Waking up in the morning to find the crib railing peppered with tiny tooth marks can be disconcerting, but it’s not necessarily a cause for concern. Babies use their mouths to analyze the world. It’s called the rooting reflex; anything that brushes against their cheek or lower lip gets a gum job. It’s a natural instinct that doesn’t really cause harm – in fact, it’s quite soothing.
Melanie Potock is a pediatric speech pathologist, feeding specialist, and author who understands how and why babies investigate the world with their mouths – and how that exploration transforms into chewing through their bed rail like a cartoon woodchuck.
“Between the ages of 5 and 10 months, a baby’s front teeth are emerging on the bottom and top gums, and a baby is drawn to gnawing on almost anything,” explains Potock. “By a year of age, because of gnawing on food and other objects, kids can move their jaws in a diagonal motion when chewing food and wide up and down motions on hard surfaces, like the crib railing.”
########################################
Problem to solve:
List every professional role that the text on babies chewing crib railings assigns to Melanie Potock.

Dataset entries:
########################################
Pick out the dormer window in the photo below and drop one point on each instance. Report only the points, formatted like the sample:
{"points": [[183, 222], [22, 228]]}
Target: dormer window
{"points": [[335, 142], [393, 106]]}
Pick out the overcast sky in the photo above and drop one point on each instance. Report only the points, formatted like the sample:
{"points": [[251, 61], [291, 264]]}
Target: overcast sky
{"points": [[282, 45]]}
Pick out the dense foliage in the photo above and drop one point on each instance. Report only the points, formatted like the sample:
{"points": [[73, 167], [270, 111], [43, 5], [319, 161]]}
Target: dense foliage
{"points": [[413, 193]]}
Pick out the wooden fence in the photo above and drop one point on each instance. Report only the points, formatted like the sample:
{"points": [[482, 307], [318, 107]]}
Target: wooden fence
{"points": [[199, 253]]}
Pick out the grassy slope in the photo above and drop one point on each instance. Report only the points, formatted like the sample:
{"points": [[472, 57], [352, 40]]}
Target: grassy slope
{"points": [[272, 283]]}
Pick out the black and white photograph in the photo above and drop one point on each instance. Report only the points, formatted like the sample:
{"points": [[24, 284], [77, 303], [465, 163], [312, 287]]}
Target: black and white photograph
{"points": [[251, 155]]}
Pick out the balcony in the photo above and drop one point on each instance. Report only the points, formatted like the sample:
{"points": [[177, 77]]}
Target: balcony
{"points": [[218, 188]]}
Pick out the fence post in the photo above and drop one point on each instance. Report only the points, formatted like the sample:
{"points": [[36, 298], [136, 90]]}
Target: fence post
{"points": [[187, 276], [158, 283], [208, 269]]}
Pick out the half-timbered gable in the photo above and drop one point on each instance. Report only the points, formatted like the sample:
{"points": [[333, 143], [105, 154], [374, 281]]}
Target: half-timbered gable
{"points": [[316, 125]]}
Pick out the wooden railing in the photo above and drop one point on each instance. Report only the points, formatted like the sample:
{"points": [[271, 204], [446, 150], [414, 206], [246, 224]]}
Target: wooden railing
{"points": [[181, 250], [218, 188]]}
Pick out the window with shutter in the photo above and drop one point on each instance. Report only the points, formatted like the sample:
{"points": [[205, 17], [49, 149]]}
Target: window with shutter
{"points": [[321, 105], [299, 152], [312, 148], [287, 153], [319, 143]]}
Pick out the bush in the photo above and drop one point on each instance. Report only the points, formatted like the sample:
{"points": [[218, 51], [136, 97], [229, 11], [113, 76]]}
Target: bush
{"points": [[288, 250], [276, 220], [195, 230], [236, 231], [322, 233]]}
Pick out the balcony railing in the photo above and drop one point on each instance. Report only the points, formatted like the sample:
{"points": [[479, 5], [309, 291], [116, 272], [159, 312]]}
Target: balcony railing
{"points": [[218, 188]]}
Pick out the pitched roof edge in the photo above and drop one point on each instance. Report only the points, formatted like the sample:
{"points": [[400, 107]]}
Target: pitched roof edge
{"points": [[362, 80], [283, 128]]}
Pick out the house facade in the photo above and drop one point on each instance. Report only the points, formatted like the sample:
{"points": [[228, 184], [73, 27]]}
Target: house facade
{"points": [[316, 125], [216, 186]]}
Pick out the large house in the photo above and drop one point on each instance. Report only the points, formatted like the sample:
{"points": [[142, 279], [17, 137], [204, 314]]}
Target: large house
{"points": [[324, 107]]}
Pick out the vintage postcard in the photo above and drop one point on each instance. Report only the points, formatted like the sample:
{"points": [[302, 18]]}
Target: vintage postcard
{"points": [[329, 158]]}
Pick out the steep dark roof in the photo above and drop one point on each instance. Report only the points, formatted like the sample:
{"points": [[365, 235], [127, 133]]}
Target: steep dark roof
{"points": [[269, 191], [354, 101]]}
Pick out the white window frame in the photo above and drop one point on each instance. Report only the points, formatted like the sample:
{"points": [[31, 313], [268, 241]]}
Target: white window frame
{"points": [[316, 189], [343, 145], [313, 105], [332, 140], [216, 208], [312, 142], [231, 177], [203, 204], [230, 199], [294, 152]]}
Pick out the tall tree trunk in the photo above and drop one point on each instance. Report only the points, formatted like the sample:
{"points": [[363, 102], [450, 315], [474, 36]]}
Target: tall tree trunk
########################################
Solved exercise:
Pediatric speech pathologist, feeding specialist, and author.